>> start SUPPLIED TEXT

Directors' fees and other similar payments derived by a resident of a Contracting State in his capacity as a member of the board of directors of a company which is a resident of the other Contracting State may be taxed in that other State.

ARTICLE 17

Artistes and athletes

(1) Notwithstanding the provisions of Articles 14 and 15 of this Convention, income derived by a resident of a Contracting State as an entertainer, such as a theatre, motion picture, radio or television artiste, or a musician, or as an athlete, from his personal activities as such exercised in the other Contracting State, may be taxed in that other State.

(2) Where income in respect of personal activities exercised by an entertainer or an athlete in his capacity as such accrues not to the entertainer or athlete himself but to another person, that income may, notwithstanding the provisions of Articles 7, 14 and 15 of this Convention, be taxed in the Contracting State in which the activities of the entertainer or athlete are exercised.

ARTICLE 18

Pensions

(1) Subject to the provisions of paragraph (2) of Article 19 of this Convention, pensions and other similar remuneration paid in consideration of past employment to a resident of a Contracting State and any annuity paid to such a resident shall be taxable only in that State.

(2) The term "annuity" means a stated sum payable periodically at stated times during life or during a specified or ascertainable period of time under an obligation to make the payments in return for adequate and full consideration in money or money's worth.

ARTICLE 19

Government service

(1) (a) Remuneration, other than a pension, paid by a Contracting State or a political or an administrative subdivision or a local authority thereof to any individual in respect of services rendered to that State or subdivision or local authority thereof shall be taxable only in that State.

(b) Notwithstanding the provisions of sub-paragraph (1)(a) of this Article, such remuneration shall be taxable only in the other Contracting State if the services are rendered in that State and the recipient is a resident of that other Contracting State who:

(i) is a national of that State not being a national of the first-mentioned State; or

(ii) not being a national of the first-mentioned State did not become a resident of that other State solely for the purpose of performing the services.

(2) (a) Any pension paid by, or out of funds created by, a Contracting State or a political or an administrative subdivision or a local authority thereof to any individual in respect of services rendered to that State or subdivision or local authority thereof shall be taxable only in that State.

(b) Notwithstanding the provisions of sub-paragraph (2)(a) of this Article, such pension shall be taxable only in the other Contracting State if the individual is a national of and a resident of that State.

(3) The provisions of Articles 15, 16 and 18 of this Convention shall apply to remuneration or pensions in respect of services rendered in connection with any trade or business carried on by one of the Contracting States or a political or an administrative subdivision or a local authority thereof.

ARTICLE 20

Teachers

(1) An individual who visits one of the Contracting States for a period not exceeding two years for the purpose of teaching or engaging in research at a university, college or other recognised educational institution in that Contracting State and who is or was immediately before that visit a resident of the other Contracting State, shall be exempt from tax by the first-mentioned Contracting State on any remuneration for such teaching or research for a period not exceeding two years from the date he first visits that State for such purpose.

(2) This Article shall only apply to income from research if such research is undertaken by the individual in the public interest and not primarily for the benefit of some other private person or persons.

>> end SUPPLIED TEXT
>> start DATA ROWS

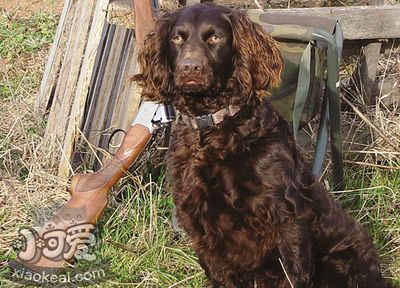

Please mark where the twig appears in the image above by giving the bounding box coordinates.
[168,272,203,288]
[254,0,264,13]
[343,160,400,170]
[342,96,400,152]
[279,258,294,288]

>> end DATA ROWS

WHAT TO DO ->
a) According to the tax treaty text, where are pensions paid for past employment to a resident of a Contracting State taxable?
b) Reproduce verbatim the passage of the tax treaty text starting at "(2) (a) Any" and ending at "local authority thereof.".
c) Using the tax treaty text, explain when government service remuneration other than a pension is taxable only in the other Contracting State rather than in the paying State.

SOLUTIONS TO THE PROBLEMS ->
a) Such pensions are taxable only in the State where the recipient is resident, subject to paragraph (2) of Article 19.

b)
(2) (a) Any pension paid by, or out of funds created by, a Contracting State or a political or an administrative subdivision or a local authority thereof to any individual in respect of services rendered to that State or subdivision or local authority thereof shall be taxable only in that State.

(b) Notwithstanding the provisions of sub-paragraph (2)(a) of this Article, such pension shall be taxable only in the other Contracting State if the individual is a national of and a resident of that State.

(3) The provisions of Articles 15, 16 and 18 of this Convention shall apply to remuneration or pensions in respect of services rendered in connection with any trade or business carried on by one of the Contracting States or a political or an administrative subdivision or a local authority thereof.

c) The remuneration is taxable only in the other Contracting State when the services are rendered in that State and the recipient is a resident of it. The recipient must also either be a national of that State who is not a national of the paying State, or, not being a national of the paying State, must not have become a resident of that other State solely to perform the services.